**YOUR TASK:**
Copy each line exactly. Leave nothing out.

**MATERIAL FOR THIS EXERCISE:**
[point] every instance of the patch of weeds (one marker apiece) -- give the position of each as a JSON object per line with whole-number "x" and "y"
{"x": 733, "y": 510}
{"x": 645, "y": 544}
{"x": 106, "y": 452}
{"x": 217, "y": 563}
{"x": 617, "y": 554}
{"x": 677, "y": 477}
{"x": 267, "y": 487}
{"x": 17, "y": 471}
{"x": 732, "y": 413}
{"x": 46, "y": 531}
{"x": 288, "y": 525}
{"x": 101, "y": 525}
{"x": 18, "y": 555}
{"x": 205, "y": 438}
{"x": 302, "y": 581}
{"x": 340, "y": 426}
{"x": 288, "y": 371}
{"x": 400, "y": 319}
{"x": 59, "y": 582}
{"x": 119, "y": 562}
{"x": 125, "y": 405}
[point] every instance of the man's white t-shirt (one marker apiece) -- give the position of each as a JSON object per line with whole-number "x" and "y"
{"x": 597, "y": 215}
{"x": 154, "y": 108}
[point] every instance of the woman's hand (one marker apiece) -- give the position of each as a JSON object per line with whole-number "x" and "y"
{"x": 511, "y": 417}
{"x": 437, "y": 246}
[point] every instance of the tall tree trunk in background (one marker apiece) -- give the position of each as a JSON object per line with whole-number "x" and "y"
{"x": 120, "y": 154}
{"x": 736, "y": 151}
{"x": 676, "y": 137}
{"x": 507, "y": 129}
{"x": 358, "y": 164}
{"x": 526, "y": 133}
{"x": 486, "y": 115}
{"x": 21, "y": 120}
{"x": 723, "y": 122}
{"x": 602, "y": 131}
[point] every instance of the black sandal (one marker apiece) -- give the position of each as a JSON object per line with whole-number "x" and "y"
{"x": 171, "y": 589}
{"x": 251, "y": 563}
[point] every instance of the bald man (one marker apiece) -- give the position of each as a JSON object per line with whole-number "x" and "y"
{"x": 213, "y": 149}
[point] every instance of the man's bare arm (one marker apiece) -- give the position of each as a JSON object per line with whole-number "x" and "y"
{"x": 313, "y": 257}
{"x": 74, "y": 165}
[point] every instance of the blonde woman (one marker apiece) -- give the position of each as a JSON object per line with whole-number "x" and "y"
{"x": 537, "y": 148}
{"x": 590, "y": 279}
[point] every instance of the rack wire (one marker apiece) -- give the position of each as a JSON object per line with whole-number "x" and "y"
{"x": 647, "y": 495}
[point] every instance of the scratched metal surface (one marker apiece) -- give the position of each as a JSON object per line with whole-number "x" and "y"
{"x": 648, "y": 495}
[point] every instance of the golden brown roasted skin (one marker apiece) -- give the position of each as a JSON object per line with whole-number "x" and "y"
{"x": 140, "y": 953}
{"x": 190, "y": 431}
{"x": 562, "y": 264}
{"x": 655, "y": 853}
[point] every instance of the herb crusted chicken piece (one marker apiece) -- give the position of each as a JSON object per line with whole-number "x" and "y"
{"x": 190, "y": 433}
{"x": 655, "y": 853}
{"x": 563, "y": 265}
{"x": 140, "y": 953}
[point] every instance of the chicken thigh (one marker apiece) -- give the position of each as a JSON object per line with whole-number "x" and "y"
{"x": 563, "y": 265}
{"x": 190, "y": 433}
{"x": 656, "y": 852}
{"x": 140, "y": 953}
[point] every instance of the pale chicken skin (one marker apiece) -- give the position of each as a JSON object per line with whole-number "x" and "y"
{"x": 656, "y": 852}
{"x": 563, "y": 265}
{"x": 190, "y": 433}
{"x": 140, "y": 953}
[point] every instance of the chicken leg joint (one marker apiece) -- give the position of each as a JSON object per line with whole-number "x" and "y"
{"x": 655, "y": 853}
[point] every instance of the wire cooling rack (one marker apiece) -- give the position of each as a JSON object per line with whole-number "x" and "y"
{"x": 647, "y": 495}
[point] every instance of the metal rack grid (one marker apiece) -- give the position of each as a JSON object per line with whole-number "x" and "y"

**SOLUTION FOR THIS TASK:**
[point] every instance of the patch of weeds (one marker apiece) -- give the position of each as a JSON object per line with whole-number "x" and "y"
{"x": 733, "y": 510}
{"x": 645, "y": 544}
{"x": 106, "y": 452}
{"x": 217, "y": 563}
{"x": 617, "y": 554}
{"x": 677, "y": 477}
{"x": 267, "y": 487}
{"x": 17, "y": 471}
{"x": 732, "y": 413}
{"x": 46, "y": 531}
{"x": 288, "y": 525}
{"x": 101, "y": 525}
{"x": 18, "y": 555}
{"x": 205, "y": 438}
{"x": 302, "y": 581}
{"x": 340, "y": 426}
{"x": 288, "y": 371}
{"x": 400, "y": 319}
{"x": 59, "y": 582}
{"x": 119, "y": 562}
{"x": 125, "y": 405}
[point] every instance of the man's white t-shirt (one marker apiece) -- give the position of each as a JSON object per line with whole-number "x" and "y"
{"x": 597, "y": 215}
{"x": 154, "y": 108}
[point] every instance of the woman's hand (one marker apiece) -- give the position of each as a JSON object per line with whole-number "x" and "y"
{"x": 511, "y": 417}
{"x": 437, "y": 246}
[point] every instance of the tall tree trunk in background (one marker apiece) -- give the position of each as a JSON object per line with whole-number "x" and "y"
{"x": 120, "y": 154}
{"x": 736, "y": 151}
{"x": 676, "y": 137}
{"x": 507, "y": 129}
{"x": 358, "y": 164}
{"x": 526, "y": 133}
{"x": 486, "y": 115}
{"x": 21, "y": 120}
{"x": 723, "y": 122}
{"x": 602, "y": 131}
[point] every instance of the black sandal (one marker apiece) -- give the position of each as a JSON object per line with whole-number "x" and "y"
{"x": 171, "y": 589}
{"x": 251, "y": 563}
[point] every instance of the bald man (one marker apiece) -- give the position of each as a JSON object per line with whole-number "x" and "y"
{"x": 213, "y": 149}
[point] every instance of the man's bare arm (one marker apiece) -- give the position of each as a JSON object per line with whole-number "x" and "y"
{"x": 313, "y": 257}
{"x": 74, "y": 165}
[point] every instance of the blonde woman (one marker apiece) -- give the position of each as a JSON object per line with whole-number "x" and "y"
{"x": 537, "y": 148}
{"x": 590, "y": 279}
[point] every instance of the rack wire (one marker apiece) -- give the position of each as a JSON object per line with whole-number "x" and "y"
{"x": 647, "y": 495}
[point] every instance of the scratched metal surface (one marker apiece) -- give the position of each as a JSON object per line with whole-number "x" and "y"
{"x": 648, "y": 495}
[point] every instance of the golden brown roasted skin (one marker apiece) -- give the position of each as a JSON object per line with whole-number "x" and "y"
{"x": 140, "y": 953}
{"x": 190, "y": 431}
{"x": 562, "y": 264}
{"x": 655, "y": 853}
[point] every instance of the herb crusted chicken piece (one marker apiece) -- give the position of each as a JSON object per line with whole-number "x" and "y"
{"x": 190, "y": 433}
{"x": 655, "y": 853}
{"x": 563, "y": 265}
{"x": 140, "y": 953}
[point] every instance of the chicken thigh (one marker apiece) -- give the position of each as a JSON object per line with whole-number "x" and "y"
{"x": 563, "y": 265}
{"x": 190, "y": 433}
{"x": 656, "y": 852}
{"x": 140, "y": 953}
[point] every instance of the pale chicken skin (one marker apiece) -- give the position of each as a JSON object per line with whole-number "x" and "y"
{"x": 656, "y": 852}
{"x": 563, "y": 265}
{"x": 190, "y": 433}
{"x": 140, "y": 953}
[point] every instance of the chicken leg joint (one marker apiece) -- give the position of each as a JSON object per line with whole-number "x" and "y"
{"x": 655, "y": 853}
[point] every instance of the wire cooling rack (one marker apiece) -- give the position of each as a JSON object per line with whole-number "x" and "y"
{"x": 647, "y": 495}
[point] every instance of the metal rack grid (one marker apiece) -- give the position of each as a JSON object per line with whole-number "x" and "y"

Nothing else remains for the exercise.